=== Section Start ===

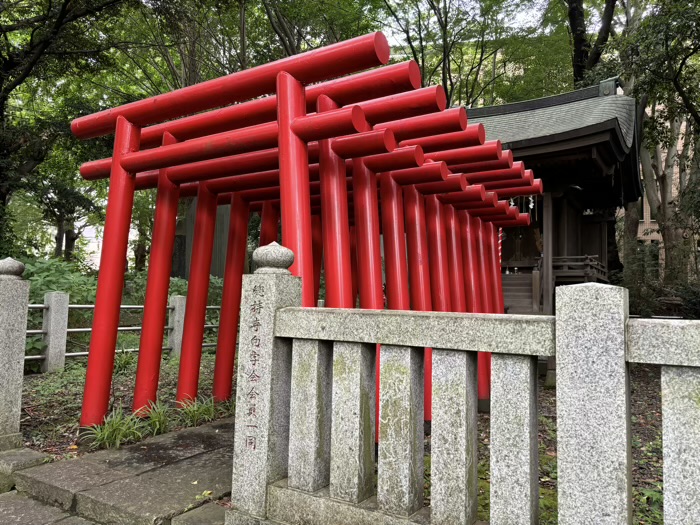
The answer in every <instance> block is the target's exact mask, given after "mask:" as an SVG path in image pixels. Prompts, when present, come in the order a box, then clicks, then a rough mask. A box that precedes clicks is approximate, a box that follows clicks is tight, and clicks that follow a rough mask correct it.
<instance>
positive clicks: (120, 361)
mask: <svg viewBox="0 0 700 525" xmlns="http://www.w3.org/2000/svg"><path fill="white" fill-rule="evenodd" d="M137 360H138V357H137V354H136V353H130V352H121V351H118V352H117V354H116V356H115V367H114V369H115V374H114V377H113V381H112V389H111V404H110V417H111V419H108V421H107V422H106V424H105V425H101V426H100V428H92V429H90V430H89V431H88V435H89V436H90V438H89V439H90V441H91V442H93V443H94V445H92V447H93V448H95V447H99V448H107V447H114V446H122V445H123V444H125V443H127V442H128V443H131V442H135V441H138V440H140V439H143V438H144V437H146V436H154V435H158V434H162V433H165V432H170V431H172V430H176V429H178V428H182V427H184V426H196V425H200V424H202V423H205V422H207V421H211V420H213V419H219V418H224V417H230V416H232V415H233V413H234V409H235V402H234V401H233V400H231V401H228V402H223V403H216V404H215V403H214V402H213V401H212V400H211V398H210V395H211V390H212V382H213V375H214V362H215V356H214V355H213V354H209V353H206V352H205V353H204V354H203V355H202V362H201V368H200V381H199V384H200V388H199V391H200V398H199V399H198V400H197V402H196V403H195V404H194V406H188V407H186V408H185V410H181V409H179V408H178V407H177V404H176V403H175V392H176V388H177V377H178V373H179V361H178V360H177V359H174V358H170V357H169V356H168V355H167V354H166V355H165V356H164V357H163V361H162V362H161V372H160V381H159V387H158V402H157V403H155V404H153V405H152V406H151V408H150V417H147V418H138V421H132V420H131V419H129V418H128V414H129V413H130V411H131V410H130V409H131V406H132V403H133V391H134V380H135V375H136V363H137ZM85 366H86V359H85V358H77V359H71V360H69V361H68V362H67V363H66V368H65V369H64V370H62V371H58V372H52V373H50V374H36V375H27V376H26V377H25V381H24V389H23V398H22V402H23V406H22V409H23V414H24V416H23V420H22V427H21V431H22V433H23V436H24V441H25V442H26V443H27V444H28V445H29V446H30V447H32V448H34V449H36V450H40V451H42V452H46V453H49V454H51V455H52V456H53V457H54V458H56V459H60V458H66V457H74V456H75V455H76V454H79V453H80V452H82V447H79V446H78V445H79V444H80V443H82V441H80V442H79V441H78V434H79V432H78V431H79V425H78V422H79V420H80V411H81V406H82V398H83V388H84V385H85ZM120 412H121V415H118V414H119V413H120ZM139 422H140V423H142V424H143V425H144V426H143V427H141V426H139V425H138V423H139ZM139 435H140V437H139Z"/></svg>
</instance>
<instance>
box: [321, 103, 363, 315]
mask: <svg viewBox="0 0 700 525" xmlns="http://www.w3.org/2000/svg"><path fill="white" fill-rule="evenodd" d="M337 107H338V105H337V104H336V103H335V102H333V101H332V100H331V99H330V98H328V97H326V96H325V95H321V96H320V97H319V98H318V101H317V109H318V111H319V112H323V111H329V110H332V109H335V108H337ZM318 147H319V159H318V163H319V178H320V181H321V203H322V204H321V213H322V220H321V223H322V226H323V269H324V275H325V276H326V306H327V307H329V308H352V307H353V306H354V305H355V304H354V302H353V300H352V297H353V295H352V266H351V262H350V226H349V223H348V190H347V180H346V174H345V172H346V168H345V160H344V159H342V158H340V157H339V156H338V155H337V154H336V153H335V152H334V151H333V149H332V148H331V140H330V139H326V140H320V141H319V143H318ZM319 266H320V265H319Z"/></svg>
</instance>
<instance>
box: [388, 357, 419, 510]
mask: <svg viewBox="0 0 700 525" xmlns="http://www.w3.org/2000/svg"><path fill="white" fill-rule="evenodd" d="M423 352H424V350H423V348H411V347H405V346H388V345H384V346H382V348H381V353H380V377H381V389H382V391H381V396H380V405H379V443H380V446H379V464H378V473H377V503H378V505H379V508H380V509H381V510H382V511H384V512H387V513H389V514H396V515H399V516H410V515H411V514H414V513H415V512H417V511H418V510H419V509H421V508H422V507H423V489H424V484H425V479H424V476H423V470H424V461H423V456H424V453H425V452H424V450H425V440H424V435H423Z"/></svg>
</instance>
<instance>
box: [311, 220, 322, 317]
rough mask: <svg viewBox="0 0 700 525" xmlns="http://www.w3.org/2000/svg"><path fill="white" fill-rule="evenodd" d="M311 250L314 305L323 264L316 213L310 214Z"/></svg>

=== Section End ===

EXERCISE BRIEF:
Every line that holds the word "rough" should be copied from the records above.

RESULT BELOW:
The answer in every <instance> block is the target's exact mask, given after "mask:" as an SVG path in image pixels. Prompts, when present, come in the order a box, then clicks, then a rough mask. A box that precedes clicks is approximate, a box that follows clicks is tight, and clicks that follow a rough mask correct it.
rough mask: <svg viewBox="0 0 700 525" xmlns="http://www.w3.org/2000/svg"><path fill="white" fill-rule="evenodd" d="M311 250L314 305L323 264L316 213L310 214Z"/></svg>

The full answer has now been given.